The task
Would you please copy each line of the data in which the string "below" occurs?

____ Supplied material

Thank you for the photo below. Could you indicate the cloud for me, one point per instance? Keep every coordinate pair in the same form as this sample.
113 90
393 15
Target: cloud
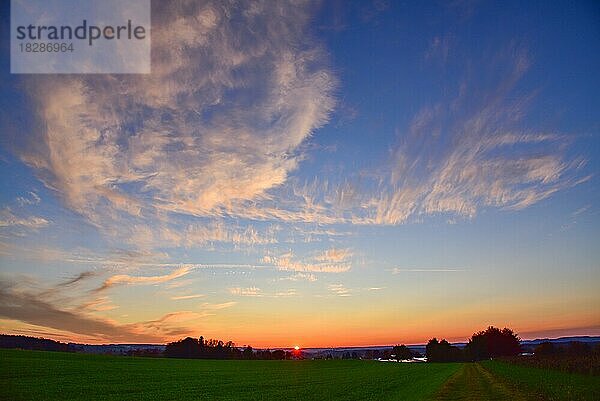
146 280
220 121
246 292
218 306
334 255
397 270
8 219
31 199
183 297
339 290
50 309
29 308
300 276
330 261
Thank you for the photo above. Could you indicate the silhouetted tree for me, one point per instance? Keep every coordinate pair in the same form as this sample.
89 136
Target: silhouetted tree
493 342
442 351
545 349
402 352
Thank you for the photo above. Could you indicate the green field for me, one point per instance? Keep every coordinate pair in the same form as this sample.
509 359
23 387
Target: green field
34 375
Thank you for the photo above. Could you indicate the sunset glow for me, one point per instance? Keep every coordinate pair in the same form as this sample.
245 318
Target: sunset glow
332 175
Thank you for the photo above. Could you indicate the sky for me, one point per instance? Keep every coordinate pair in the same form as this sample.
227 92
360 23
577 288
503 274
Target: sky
339 173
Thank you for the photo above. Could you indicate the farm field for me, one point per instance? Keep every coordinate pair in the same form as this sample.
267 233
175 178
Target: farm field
36 375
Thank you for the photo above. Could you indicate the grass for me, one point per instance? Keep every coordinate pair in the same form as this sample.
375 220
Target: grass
473 382
546 383
36 375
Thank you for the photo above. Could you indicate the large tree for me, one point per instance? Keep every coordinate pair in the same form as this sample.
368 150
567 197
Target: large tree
493 342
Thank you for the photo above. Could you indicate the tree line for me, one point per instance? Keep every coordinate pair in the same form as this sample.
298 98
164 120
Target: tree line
216 349
489 343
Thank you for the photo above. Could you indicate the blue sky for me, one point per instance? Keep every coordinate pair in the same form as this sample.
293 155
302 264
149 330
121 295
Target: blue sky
387 171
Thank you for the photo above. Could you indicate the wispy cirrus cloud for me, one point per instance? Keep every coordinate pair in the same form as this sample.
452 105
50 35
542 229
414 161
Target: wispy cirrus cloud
329 261
30 199
119 279
246 292
185 297
218 123
9 219
339 290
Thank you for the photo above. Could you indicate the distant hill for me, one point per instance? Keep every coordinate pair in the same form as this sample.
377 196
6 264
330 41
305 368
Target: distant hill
42 344
561 340
32 343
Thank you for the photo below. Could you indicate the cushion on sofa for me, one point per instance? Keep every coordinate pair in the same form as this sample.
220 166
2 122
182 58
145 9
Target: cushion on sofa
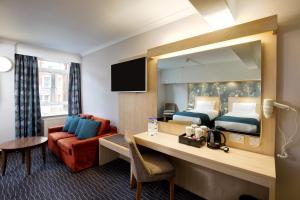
73 125
105 124
66 144
80 124
86 116
68 123
59 135
88 129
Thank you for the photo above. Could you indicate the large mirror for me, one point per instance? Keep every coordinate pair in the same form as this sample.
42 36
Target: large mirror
219 88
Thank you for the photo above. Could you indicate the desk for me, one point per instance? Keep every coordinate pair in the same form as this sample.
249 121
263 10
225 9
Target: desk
111 148
253 167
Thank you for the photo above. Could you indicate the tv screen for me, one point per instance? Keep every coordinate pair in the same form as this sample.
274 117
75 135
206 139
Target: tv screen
129 76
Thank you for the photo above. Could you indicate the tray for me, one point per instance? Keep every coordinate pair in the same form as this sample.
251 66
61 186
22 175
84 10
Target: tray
192 142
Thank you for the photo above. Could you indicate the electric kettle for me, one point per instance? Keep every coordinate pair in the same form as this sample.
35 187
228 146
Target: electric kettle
214 139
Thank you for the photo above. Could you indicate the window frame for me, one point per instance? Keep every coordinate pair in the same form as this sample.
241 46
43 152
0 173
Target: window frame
53 71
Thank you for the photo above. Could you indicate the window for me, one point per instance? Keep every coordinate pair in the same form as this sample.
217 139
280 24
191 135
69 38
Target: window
53 86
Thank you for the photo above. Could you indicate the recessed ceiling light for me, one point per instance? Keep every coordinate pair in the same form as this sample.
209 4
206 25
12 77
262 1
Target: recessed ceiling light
220 19
217 13
5 64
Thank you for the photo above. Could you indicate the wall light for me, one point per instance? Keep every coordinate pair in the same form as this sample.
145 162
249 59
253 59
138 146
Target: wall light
5 64
268 106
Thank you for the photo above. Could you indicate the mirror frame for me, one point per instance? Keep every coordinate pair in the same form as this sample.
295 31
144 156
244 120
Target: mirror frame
263 30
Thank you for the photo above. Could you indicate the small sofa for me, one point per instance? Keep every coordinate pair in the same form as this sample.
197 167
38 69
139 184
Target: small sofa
78 154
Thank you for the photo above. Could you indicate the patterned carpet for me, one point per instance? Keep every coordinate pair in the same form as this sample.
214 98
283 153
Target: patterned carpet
54 181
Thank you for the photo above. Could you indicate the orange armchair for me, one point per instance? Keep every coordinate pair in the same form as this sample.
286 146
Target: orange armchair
78 154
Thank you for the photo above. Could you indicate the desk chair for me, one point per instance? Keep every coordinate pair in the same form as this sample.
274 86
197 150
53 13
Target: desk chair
149 167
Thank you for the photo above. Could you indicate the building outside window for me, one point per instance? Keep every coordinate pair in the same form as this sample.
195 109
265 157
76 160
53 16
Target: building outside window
53 86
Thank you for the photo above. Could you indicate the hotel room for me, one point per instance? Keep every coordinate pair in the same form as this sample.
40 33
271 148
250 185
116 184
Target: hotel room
173 99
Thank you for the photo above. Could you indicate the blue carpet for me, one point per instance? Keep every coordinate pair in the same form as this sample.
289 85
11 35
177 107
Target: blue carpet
54 181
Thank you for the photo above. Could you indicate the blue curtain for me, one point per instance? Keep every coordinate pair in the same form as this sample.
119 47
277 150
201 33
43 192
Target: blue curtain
27 99
74 103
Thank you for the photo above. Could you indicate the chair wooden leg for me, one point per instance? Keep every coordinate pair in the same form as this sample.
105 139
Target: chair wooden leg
171 188
138 191
132 181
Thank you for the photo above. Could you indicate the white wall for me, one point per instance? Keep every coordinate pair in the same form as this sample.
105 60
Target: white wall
212 73
7 103
177 93
7 111
98 99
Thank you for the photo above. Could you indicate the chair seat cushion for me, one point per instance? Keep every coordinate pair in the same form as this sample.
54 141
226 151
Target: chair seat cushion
59 135
66 144
157 163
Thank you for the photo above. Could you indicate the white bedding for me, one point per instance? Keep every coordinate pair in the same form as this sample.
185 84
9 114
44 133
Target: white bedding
239 127
211 114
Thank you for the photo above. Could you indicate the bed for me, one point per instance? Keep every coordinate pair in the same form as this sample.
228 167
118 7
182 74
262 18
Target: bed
206 109
243 116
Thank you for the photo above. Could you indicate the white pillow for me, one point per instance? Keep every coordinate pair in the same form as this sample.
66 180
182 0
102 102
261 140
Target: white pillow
204 105
244 108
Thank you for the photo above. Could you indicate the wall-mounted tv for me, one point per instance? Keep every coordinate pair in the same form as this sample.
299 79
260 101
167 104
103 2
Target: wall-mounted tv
129 76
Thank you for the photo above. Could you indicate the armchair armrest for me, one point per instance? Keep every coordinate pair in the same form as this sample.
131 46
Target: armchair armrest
90 141
55 129
113 129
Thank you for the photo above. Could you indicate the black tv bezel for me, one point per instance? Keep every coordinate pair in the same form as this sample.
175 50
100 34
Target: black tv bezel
146 71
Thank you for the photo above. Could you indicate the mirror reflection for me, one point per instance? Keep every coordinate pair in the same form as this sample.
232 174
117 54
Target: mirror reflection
218 88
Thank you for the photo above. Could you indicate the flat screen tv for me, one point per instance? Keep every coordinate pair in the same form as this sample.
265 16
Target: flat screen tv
129 76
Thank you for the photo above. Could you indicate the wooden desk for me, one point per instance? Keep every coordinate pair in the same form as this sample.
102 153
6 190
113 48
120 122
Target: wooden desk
111 148
253 167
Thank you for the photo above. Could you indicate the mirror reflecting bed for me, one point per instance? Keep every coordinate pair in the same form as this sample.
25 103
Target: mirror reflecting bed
219 88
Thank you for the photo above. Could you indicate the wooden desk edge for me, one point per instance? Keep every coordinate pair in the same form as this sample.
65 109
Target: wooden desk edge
118 148
258 178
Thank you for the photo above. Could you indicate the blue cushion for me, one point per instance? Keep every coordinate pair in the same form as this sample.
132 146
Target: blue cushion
80 124
73 125
67 123
88 129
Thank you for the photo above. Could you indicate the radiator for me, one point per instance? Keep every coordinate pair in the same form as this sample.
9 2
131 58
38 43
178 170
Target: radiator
52 122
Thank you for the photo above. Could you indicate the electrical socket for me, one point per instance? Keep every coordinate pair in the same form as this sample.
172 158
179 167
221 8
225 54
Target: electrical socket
254 141
236 138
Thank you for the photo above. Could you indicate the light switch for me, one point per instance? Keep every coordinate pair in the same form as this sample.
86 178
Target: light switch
237 138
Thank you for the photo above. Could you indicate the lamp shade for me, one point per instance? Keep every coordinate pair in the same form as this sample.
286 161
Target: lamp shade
5 64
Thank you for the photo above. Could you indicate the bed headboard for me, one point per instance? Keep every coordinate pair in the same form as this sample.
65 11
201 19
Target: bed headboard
207 98
256 100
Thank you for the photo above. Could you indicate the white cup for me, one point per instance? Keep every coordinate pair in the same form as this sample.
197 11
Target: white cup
189 131
199 132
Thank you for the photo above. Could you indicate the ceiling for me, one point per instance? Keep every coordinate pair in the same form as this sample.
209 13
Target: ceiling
80 26
83 26
246 55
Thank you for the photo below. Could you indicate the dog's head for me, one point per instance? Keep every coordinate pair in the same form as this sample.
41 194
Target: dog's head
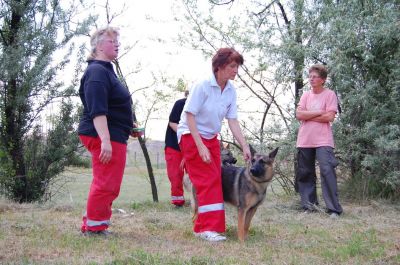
262 167
227 157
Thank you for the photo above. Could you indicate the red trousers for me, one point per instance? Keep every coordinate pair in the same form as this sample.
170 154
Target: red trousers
106 183
173 159
206 178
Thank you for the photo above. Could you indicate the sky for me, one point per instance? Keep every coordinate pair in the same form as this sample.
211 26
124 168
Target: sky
151 28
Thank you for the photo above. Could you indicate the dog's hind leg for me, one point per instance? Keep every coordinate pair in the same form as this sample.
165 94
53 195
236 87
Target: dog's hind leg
241 224
249 216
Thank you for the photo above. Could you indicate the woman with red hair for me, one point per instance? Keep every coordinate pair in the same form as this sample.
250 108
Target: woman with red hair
209 102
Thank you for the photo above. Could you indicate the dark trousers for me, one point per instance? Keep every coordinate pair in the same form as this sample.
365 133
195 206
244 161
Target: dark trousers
307 178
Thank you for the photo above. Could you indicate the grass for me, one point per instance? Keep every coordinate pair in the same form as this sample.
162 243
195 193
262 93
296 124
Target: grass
157 233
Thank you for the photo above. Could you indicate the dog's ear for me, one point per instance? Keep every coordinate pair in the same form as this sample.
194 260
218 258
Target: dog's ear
252 150
273 153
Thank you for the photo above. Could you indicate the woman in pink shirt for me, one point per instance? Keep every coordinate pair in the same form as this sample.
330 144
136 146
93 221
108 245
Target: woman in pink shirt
316 110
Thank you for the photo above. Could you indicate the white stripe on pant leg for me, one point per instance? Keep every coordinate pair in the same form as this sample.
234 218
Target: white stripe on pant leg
97 223
177 198
211 207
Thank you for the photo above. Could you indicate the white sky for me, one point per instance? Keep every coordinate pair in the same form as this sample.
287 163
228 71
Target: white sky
150 26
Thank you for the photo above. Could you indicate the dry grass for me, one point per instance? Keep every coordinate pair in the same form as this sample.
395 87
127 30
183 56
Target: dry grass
157 233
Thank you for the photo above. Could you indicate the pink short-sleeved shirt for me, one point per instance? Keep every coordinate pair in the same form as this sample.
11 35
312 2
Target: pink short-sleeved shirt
315 134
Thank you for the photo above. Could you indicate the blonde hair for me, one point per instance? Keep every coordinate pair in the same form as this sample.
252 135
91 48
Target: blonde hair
320 69
98 36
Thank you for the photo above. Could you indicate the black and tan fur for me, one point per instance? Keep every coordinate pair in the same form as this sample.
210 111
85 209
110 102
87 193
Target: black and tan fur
246 187
243 187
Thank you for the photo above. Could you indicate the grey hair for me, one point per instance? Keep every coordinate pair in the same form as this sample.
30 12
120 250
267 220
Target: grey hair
98 36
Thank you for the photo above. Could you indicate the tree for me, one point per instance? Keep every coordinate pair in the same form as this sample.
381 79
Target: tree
357 40
363 42
30 33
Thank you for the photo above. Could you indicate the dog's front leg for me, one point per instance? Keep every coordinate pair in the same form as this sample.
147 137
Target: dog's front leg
249 216
241 224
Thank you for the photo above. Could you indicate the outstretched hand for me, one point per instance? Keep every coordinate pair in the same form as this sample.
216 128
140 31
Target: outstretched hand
246 153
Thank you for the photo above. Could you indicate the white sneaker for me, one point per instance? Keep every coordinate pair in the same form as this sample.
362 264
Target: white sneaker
334 216
210 236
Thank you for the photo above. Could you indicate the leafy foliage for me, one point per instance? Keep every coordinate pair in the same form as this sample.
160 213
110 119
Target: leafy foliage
30 34
358 40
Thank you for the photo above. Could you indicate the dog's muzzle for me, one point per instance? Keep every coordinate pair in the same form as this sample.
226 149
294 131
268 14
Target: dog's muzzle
257 170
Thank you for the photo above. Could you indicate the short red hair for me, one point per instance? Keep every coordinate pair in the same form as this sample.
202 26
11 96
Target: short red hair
225 56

________

Reply
Thank you for the photo below. Could you indicate the cloud for me, one point per instance? Keep every coordinate pair in the same form as this sample.
Thank you for the photo below. Could you indicate the cushion on sofa for me, one point per instance? Keep every coordinate pair in the same form as this sample.
Thank you for the photo below. Could you indicate the dog's head for me, one point per instance? Keep every coordinate pair in the same form as this sample.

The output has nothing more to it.